TASK PROMPT: Where the records below show a line containing "spot the white dock deck", start copying; end with the line containing "spot the calm water surface", and copy it too.

DATA FOR THIS TASK:
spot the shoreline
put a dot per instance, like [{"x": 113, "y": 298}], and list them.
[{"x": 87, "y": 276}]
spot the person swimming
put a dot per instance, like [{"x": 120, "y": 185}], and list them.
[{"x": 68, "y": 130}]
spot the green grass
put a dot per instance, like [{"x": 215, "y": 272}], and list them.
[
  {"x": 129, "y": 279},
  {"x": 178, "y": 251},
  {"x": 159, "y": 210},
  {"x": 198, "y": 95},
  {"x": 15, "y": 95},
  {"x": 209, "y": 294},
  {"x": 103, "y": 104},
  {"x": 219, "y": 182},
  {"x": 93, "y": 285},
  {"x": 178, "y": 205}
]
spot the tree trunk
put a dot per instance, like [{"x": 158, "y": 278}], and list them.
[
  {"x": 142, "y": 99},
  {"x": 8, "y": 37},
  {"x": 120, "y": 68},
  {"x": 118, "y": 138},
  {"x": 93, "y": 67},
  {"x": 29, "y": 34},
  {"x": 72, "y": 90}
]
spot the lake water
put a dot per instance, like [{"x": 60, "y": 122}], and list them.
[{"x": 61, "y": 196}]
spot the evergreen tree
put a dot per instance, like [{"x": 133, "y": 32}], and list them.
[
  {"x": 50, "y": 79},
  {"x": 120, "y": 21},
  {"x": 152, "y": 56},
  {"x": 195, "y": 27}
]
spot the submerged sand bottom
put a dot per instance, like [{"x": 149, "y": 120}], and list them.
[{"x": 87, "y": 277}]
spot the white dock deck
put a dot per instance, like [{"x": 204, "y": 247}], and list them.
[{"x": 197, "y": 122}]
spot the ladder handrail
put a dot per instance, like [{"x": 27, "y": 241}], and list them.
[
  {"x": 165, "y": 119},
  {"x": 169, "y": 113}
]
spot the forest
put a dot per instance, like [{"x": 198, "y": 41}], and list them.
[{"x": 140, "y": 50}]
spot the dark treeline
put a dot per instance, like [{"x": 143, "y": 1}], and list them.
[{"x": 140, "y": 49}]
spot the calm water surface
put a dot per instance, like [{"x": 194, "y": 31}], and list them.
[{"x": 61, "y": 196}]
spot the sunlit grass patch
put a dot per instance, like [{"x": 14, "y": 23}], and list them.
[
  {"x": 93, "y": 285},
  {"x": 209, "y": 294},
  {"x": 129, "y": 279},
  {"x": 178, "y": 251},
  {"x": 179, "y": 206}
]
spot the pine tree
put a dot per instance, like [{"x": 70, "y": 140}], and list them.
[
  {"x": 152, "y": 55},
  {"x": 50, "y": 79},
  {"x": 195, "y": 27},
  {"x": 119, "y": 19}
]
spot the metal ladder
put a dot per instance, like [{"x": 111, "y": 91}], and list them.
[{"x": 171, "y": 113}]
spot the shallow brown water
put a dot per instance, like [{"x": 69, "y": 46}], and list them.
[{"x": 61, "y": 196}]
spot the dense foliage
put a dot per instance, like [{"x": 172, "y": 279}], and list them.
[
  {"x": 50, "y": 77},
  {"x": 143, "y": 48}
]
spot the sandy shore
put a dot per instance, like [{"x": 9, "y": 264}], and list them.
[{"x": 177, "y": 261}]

---

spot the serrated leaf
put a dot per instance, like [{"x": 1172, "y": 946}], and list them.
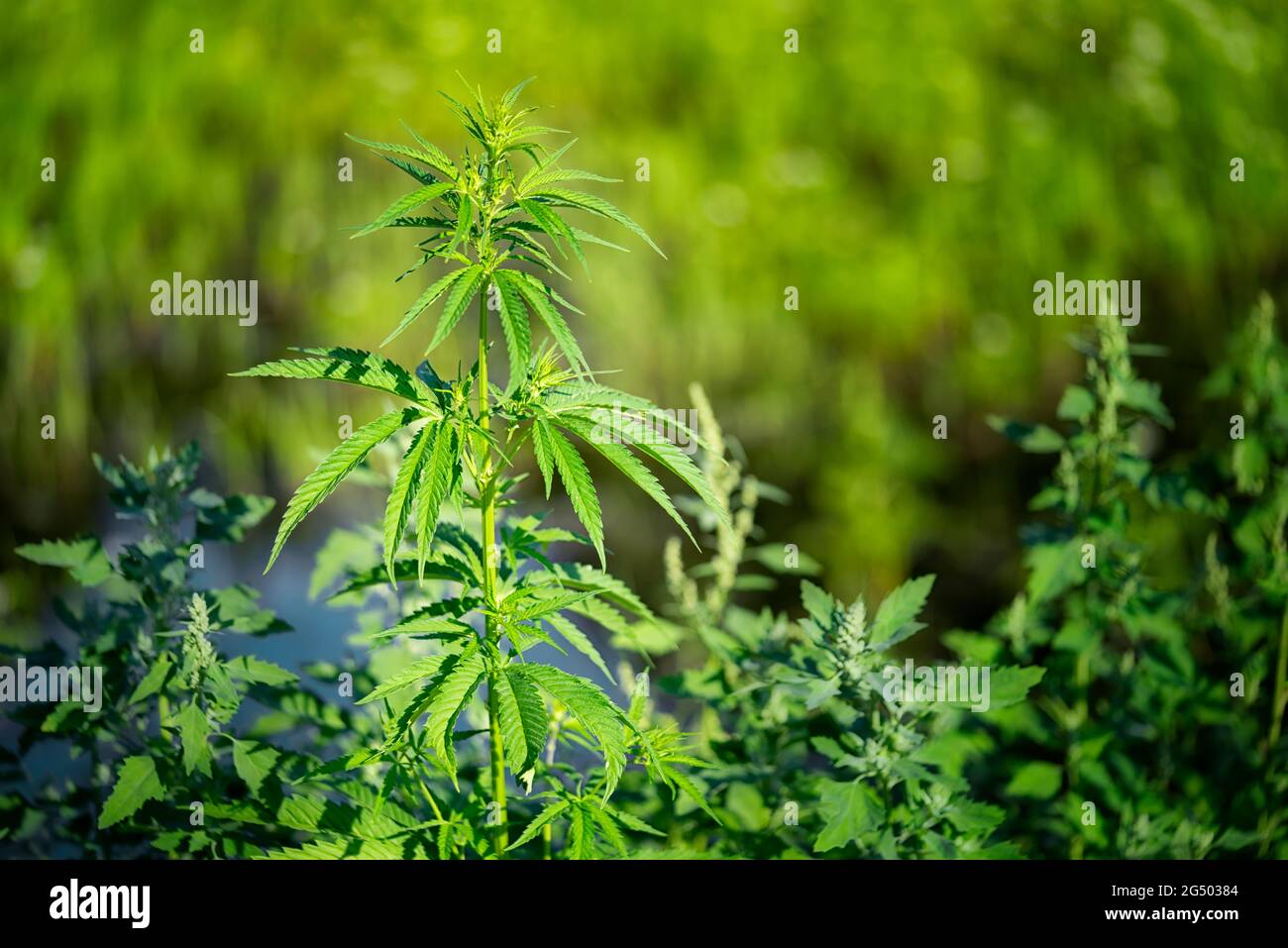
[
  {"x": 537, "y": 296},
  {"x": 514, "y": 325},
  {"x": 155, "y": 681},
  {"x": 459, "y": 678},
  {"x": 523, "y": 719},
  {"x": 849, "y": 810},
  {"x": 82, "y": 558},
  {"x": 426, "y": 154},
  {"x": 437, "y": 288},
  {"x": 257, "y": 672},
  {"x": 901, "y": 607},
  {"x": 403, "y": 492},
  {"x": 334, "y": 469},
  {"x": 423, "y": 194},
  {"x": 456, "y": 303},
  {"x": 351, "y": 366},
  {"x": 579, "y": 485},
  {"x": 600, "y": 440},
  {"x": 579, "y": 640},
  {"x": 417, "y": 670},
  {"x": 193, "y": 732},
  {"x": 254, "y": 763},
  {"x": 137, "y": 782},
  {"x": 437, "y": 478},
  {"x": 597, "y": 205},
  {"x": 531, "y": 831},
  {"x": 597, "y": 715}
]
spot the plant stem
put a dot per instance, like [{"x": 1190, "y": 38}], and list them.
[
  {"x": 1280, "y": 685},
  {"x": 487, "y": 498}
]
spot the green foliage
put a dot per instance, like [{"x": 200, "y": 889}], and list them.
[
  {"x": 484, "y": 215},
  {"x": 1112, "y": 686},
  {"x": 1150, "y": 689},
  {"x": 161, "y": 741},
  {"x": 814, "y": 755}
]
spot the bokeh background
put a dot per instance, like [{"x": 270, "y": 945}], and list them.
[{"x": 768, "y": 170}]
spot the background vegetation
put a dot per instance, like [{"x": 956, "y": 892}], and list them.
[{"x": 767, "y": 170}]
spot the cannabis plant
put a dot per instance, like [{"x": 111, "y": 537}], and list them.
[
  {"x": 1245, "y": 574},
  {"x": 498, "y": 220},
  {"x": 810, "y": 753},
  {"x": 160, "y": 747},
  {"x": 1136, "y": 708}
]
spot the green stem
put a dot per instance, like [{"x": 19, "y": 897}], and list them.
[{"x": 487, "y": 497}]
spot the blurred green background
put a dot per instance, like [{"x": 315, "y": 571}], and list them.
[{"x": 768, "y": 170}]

YOUR RESPONSE:
spot the white dock deck
put a dot per instance, like [{"x": 204, "y": 247}], and list them.
[{"x": 197, "y": 122}]
spot the ladder handrail
put a dot per instance, like [{"x": 27, "y": 241}], and list them.
[
  {"x": 165, "y": 119},
  {"x": 169, "y": 113}
]
spot the forest
put a dot per instance, like [{"x": 198, "y": 41}], and list them.
[{"x": 140, "y": 50}]
spot the dark treeline
put a dot per instance, like [{"x": 143, "y": 1}], and list them.
[{"x": 140, "y": 49}]
spot the calm water surface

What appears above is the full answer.